### Exercise details
Only the lines from the one containing "Find — the fog" through the final line of the material below should be output, exactly as they stand.

### Dataset

--------------------------------------------------

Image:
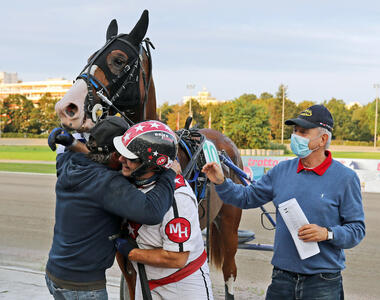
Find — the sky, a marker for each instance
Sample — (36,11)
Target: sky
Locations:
(318,49)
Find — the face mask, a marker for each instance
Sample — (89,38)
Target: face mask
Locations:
(300,145)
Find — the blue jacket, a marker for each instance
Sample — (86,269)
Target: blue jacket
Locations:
(89,199)
(331,200)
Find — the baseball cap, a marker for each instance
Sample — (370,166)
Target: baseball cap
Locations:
(312,117)
(105,130)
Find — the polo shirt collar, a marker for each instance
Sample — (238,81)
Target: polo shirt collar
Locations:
(319,170)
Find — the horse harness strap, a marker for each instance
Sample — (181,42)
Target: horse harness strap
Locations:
(191,142)
(131,71)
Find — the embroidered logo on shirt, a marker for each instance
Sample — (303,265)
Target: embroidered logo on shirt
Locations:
(133,229)
(178,230)
(306,113)
(179,181)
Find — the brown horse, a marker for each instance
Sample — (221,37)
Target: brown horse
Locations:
(118,79)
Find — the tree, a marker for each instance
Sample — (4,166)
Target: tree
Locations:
(248,97)
(266,96)
(247,124)
(342,118)
(303,105)
(274,108)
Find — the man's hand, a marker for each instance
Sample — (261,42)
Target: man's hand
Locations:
(176,167)
(123,246)
(213,172)
(312,233)
(60,136)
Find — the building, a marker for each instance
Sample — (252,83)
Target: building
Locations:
(351,104)
(34,90)
(8,77)
(204,98)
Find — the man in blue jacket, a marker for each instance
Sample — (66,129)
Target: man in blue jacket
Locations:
(91,200)
(330,197)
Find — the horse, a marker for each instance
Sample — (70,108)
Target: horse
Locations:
(117,79)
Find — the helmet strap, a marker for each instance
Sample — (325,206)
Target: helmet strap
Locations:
(143,169)
(146,181)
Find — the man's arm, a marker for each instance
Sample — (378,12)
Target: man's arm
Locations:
(352,230)
(251,196)
(123,199)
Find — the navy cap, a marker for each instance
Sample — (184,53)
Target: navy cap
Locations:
(312,117)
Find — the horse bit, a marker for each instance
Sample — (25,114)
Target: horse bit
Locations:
(130,70)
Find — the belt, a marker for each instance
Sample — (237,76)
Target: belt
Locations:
(181,273)
(297,274)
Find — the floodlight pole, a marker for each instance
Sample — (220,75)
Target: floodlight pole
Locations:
(190,87)
(376,86)
(283,114)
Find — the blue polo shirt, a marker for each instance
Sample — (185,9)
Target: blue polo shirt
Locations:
(329,195)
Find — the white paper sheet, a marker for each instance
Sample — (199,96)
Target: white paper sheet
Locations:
(294,218)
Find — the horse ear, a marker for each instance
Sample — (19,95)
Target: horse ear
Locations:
(111,30)
(139,31)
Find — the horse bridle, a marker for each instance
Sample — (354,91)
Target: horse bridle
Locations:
(130,71)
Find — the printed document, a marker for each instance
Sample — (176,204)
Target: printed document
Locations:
(294,219)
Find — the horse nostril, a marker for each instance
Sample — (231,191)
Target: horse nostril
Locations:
(71,110)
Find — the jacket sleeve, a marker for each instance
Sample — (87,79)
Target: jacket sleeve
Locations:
(352,228)
(251,196)
(123,199)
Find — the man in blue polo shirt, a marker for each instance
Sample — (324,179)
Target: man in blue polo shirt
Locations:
(330,197)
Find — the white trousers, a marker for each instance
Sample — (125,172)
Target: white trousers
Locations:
(195,286)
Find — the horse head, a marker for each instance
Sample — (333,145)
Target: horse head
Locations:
(116,79)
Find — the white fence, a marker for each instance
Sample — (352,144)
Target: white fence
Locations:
(368,170)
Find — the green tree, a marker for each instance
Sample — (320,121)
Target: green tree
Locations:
(342,118)
(247,124)
(266,96)
(303,105)
(248,97)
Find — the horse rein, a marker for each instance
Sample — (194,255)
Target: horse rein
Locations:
(131,71)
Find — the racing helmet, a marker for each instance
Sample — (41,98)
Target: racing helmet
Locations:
(153,143)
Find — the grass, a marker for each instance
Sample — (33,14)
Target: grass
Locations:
(30,168)
(350,155)
(45,154)
(27,153)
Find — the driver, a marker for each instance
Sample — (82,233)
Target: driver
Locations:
(172,251)
(91,200)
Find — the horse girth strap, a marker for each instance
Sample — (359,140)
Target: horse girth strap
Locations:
(191,141)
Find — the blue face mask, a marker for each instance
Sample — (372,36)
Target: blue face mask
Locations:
(300,146)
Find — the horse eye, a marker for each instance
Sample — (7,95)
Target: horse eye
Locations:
(118,61)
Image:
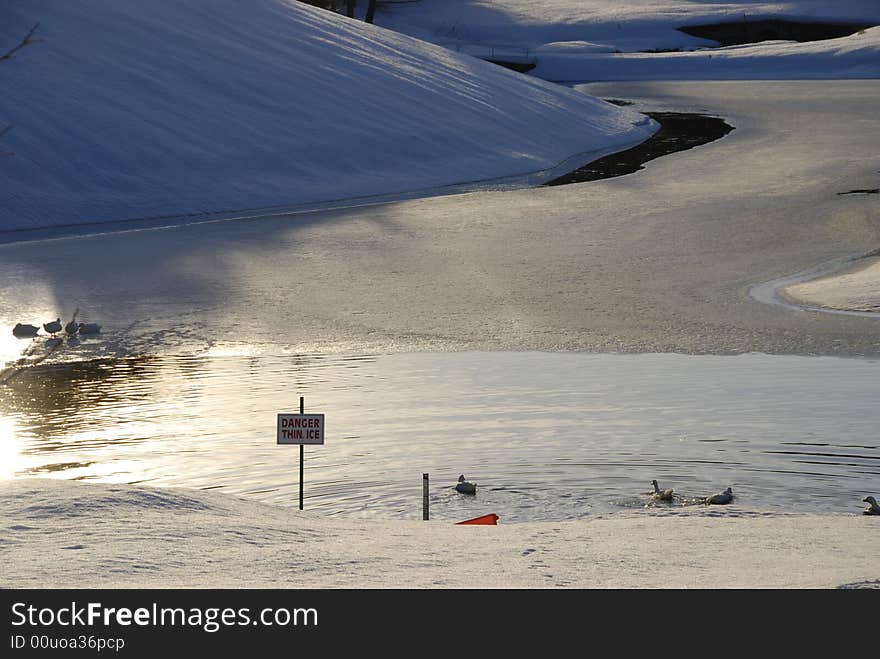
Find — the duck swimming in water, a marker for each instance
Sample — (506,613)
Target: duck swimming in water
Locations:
(661,495)
(465,487)
(53,326)
(720,498)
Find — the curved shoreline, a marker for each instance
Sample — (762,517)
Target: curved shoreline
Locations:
(771,292)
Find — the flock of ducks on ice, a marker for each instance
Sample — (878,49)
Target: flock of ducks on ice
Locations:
(463,486)
(719,499)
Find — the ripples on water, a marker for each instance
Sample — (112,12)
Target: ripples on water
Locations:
(546,436)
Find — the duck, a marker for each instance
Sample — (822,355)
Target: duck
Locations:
(53,326)
(21,329)
(465,487)
(661,495)
(720,498)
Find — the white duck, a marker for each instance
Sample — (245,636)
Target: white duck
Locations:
(720,498)
(53,326)
(465,487)
(661,495)
(25,330)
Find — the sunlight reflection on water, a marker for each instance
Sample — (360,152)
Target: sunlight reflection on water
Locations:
(545,435)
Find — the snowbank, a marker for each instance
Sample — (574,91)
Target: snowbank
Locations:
(124,109)
(71,534)
(639,40)
(853,289)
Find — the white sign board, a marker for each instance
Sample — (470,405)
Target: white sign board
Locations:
(300,428)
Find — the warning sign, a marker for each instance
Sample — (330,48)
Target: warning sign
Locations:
(300,428)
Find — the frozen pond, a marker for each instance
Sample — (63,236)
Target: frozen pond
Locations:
(546,436)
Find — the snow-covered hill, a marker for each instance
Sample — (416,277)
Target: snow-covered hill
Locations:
(126,109)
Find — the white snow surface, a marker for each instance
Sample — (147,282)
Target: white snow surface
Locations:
(59,534)
(122,109)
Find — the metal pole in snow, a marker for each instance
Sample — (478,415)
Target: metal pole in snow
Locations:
(301,456)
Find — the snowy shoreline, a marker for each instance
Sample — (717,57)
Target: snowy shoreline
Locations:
(849,286)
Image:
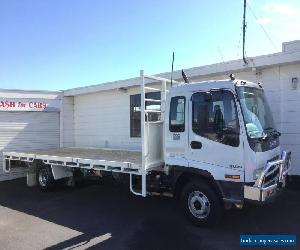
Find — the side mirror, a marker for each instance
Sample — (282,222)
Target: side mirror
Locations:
(208,97)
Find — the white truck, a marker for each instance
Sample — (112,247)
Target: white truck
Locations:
(214,146)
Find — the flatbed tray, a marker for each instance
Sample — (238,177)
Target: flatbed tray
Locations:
(116,160)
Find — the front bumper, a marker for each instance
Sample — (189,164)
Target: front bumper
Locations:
(266,189)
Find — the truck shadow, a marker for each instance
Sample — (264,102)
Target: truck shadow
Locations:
(108,216)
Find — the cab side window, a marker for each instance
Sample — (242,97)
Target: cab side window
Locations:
(215,117)
(177,114)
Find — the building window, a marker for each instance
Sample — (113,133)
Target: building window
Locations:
(135,112)
(177,114)
(215,117)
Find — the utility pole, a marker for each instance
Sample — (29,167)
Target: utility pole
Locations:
(244,32)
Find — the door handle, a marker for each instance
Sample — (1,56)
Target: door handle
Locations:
(196,145)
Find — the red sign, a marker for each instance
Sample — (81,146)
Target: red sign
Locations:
(29,105)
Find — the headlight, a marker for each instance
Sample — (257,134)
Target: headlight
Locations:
(257,173)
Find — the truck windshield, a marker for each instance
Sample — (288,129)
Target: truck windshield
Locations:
(257,114)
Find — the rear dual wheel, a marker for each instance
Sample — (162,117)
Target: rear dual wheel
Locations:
(44,177)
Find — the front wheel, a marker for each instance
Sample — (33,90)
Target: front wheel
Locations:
(45,178)
(200,203)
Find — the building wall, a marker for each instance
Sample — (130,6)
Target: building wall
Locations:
(23,130)
(67,126)
(103,120)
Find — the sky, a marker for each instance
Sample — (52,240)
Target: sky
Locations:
(63,44)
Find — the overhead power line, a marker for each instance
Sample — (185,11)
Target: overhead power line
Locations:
(262,27)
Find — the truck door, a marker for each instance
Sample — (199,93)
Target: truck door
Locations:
(214,134)
(177,131)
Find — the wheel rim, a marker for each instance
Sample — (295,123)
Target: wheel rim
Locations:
(198,204)
(43,177)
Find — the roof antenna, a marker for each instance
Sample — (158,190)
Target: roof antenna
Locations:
(172,70)
(244,32)
(185,78)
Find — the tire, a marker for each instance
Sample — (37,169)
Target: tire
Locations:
(200,203)
(45,178)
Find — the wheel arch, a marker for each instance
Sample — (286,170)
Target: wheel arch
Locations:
(183,175)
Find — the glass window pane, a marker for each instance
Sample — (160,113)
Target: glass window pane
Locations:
(177,114)
(215,117)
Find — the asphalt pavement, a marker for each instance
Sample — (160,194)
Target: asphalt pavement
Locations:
(105,215)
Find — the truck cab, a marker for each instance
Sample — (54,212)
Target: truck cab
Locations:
(222,134)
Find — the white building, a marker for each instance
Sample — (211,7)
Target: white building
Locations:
(28,120)
(106,115)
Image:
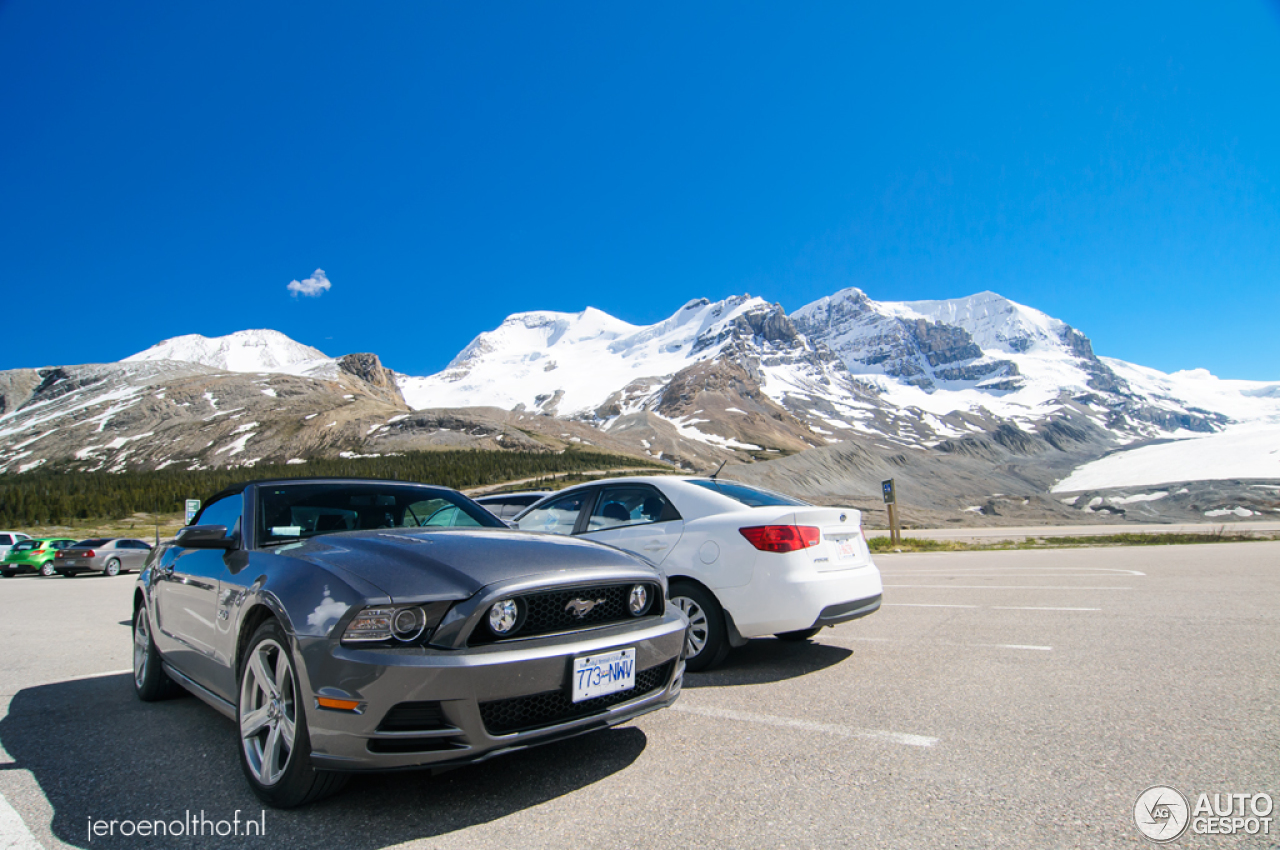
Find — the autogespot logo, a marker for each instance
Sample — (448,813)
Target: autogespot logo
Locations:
(1161,813)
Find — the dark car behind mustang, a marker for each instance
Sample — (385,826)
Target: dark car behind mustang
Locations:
(353,625)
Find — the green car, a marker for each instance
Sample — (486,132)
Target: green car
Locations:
(33,556)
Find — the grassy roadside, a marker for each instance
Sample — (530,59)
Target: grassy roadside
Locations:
(882,544)
(140,525)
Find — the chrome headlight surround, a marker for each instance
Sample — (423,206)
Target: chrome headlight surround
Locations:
(639,601)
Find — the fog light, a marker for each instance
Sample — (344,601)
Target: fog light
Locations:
(408,624)
(503,617)
(639,601)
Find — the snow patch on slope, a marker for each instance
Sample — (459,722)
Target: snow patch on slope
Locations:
(243,351)
(1239,452)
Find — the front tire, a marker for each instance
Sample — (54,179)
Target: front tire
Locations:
(275,748)
(150,681)
(707,639)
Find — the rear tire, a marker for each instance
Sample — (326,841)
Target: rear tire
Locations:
(707,639)
(800,634)
(150,681)
(275,748)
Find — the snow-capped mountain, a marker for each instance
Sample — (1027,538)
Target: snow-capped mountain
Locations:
(574,364)
(243,351)
(961,400)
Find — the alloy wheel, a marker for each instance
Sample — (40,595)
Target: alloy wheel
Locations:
(268,712)
(695,639)
(141,647)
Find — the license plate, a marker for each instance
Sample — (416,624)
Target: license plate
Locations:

--------------------------------------------------

### Completed task
Find — the fog light, a marker for each instance
Sample — (344,601)
Target: fog light
Locations:
(408,624)
(503,617)
(639,601)
Find — the snow patch on slope, a marker for each instance
Sample — (459,722)
Target: snow patch on slope
Locations:
(243,351)
(1239,452)
Find — the front tire, a marker for each instance
Sample — (54,179)
Target: front tire
Locations:
(275,748)
(150,681)
(707,639)
Find — the rear tire, a marker for each instance
Sample — (326,841)
Target: rear tire
Locations:
(707,639)
(800,634)
(150,681)
(275,748)
Find — the snow-capped mountain, a marker for each instance
Sample — (1027,538)
Target: snow-capped mountain
Locations:
(574,364)
(243,351)
(961,400)
Find — the alloy wheel, a marker for each instance
Sample — (40,595)
Target: alloy wheel
Locations:
(268,712)
(695,639)
(141,647)
Find — the license plate, a marker for each instance
Sample — (416,624)
Target: license plate
Locations:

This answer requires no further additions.